Dopo svariati giorni o settimane di questa pratica, avrai generato una buona circolazione nella tua psiche. La presenza mentale lavora come un massaggio delle formazioni interne, dei tuoi blocchi di sofferenza. Questi devono poter circolare liberamente, dentro di te, possono farlo soltanto se non ne hai paura. Se impari a non avere paura dei tuoi nodi di sofferenza, puoi imparare anche ad abbracciarli con l'energia della consapevolezza e a trasformarli."
Thich Nhat Hanh

lunedì 11 ottobre 2010

Lasciar andare

""Una volta ispirati, né il cielo né la terra si possono più trovare. Una volta raggiunto questo luogo, l'eternità è illuminata: come potrebbe esservi qualcosa dato dai Buddha?
Se volete raggiungere pienamente questo luogo, dovete lasciar andar tutto. Non cercate nemmeno il regno della buddhità o della padronanza dello Zen. E ancora meno dovreste avere amore per voi stessi o odio per gli altri. Senza far sorgere nessuna concettualizzazione, guardate direttamente: c'è qualcosa che non ha pelle o carne, il suo corpo è come lo spazio senza nessuna specifica forma o colore. È come acqua pura, perfettamente chiara. Vuoto e chiaro, si tratta semplicemente di esserne del tutto consapevoli.
Come spiegare questo principio?

L'acqua è chiara fino in profondità;
Splende senza bisogno di pulirla".

Tutto va lasciato andare. Non c'è nulla da trattenere: arrendevolezza, arrendevolezza. Trattenere vuole dire paura; lasciare è libertà. Trattenere è chiusura; lasciare è apertura. Trattenere è sforzo; lasciare è riposo. Trattenere è tensione; lasciare è calma. Trattenere è separare; lasciare è unire. Tutto è illuminato, tutto è pieno di eternità; non c'è nessuna distinzione, nessun alto o basso. Non c'è cielo e terra, non c'è samsara e nirvana. È tutto già qui, presente. Cosa andare a cercare dai Buddha? Cosa aggiungerebbero i Buddha a questo dato di fatto, a questa incontrovertibile realtà? È il tuo voler trattenere che ti fa mettere in fuga verso il Buddha, è la tua assenza dalla realtà. Fai distinzioni: tra te e ciò che vorresti essere, tra te e gli altri. Allora cerchi certe cose, fuggi da altre; vuoi migliorare la situazione, vuoi rifuggire certe condizioni. Fai il buddhista, ti interessi di zen, ecc.

-------

** COMPITI DA SVOLGERE **
1 – Nel brano sul lasciar andare, il paragrafo che comincia con "Tutto va lasciato andare" mette a confronto trattenere e lasciare. Elenca tutte le coppie di contrari che associa ai due termini.
2 – Prosegui il brano sul lasciar andare a partire dalla frase "Fai il buddhista, ti interessi di zen, ecc.", mantenendone lo stile.
Per svolgere i compiti non occorre consultare le righe.

** MATERIALE RACCOLTO **
-------

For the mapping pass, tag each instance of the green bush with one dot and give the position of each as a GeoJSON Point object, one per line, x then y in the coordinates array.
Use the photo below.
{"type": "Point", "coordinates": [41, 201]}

-------

** LE RISPOSTE **
1 –
- Trattenere vuole dire paura; lasciare è libertà.
- Trattenere è chiusura; lasciare è apertura.
- Trattenere è sforzo; lasciare è riposo.
- Trattenere è tensione; lasciare è calma.
- Trattenere è separare; lasciare è unire.

2 –
Eppure non si tratta di un sapere, non si tratta di un pensiero. È qualcos'altro: è un "guardare direttamente". Quando hai lasciato la presa, come non puoi guardare direttamente? Sei immerso nella realtà, nella sua autenticità, nella sua imprevedibile verità, le barriere non ci sono più. Sei abbandonato, totalmente. Non è questione di tecniche, di nuove conoscenze, di libri, di pratiche. Non c'è nulla di complicato: è anzi la cosa più semplice che vi sia, quella che dovrebbe risultare più naturale, più immediata. È l'abbandono di qualsiasi piano, di qualsiasi escamotage, di qualsiasi strumentalismo. Non c'è nessun esercizio della volontà da mettere in atto, non è un cercare e conquistare qualcosa. È proprio il contrario: è uscire dalla gabbia della nostra volontà, fuori dai nostri devi e non devi, dai nostri bene e male, dai nostri mi piace e non mi piace. Nel senso che c'è un'altra possibilità: è quell'essere chiari, vuoti, limpidi come acqua, disponibili come lo è un lago in cui venga gettato un sasso. Sono state abbandonate le reattività, abbandonati i desideri di rivalsa, gli egocentrismi di conquiste. Quanti pesi, quante zavorre, quanta inutilità...
È così evidente tutto questo! Se non lo capiamo subito, non serviranno certo altre stupide parole per convincerci. Se non lo capiamo subito, tutti i sutra del mondo ci serviranno solo come conforto psicologico, correremo dai guru di turno per coprire i nostri vuoti, ecc. Finché mi diletterò ad aggiungere ulteriore materiale al mio bagaglio di esperienze, continuerò a vivere facendo i miei soliti giochini di anima bella, sovrapponendo filtri su filtri o sostituendoli fra loro. Ecco, appunto: lo zen di cui parliamo è un'altra cosa. È non avere bisogno di pulire l'acqua, già così splendida. C'è qualcosa che è al di là degli artifici, dei nostri tentativi di comprensione, dei pensieri più alti: è quella cosa di cui fare esperienza. È quella cosa da sentire, al di là della forma e del colore. È nella crepa di una mattonella, nel movimento di un braccio, in una parola casuale, nel prendere una posata, ... "Si tratta semplicemente di esserne del tutto consapevoli".
La consapevolezza apre, pone in un atteggiamento di disponibilità, è in sintonia con il 'lasciare la presa'. Nella pratica meditativa lo si capisce molto bene: vanno di pari passo. Consapevolezza e abbandono: consapevolezza senza abbandono rischia di scadere in un esercizio sterile di concentrazione e di chiusura; abbandono senza consapevolezza porta al torpore, all'obnubilamento mentale, alla vaghezza, all'incoscienza. Quindi: consapevolezza e apertura, consapevolezza e abbandono, consapevolezza e svuotamento. Il resto è rifiuto, negazione, opposizione, rigidità, resistenza. Sostanzialmente è mancanza d'amore."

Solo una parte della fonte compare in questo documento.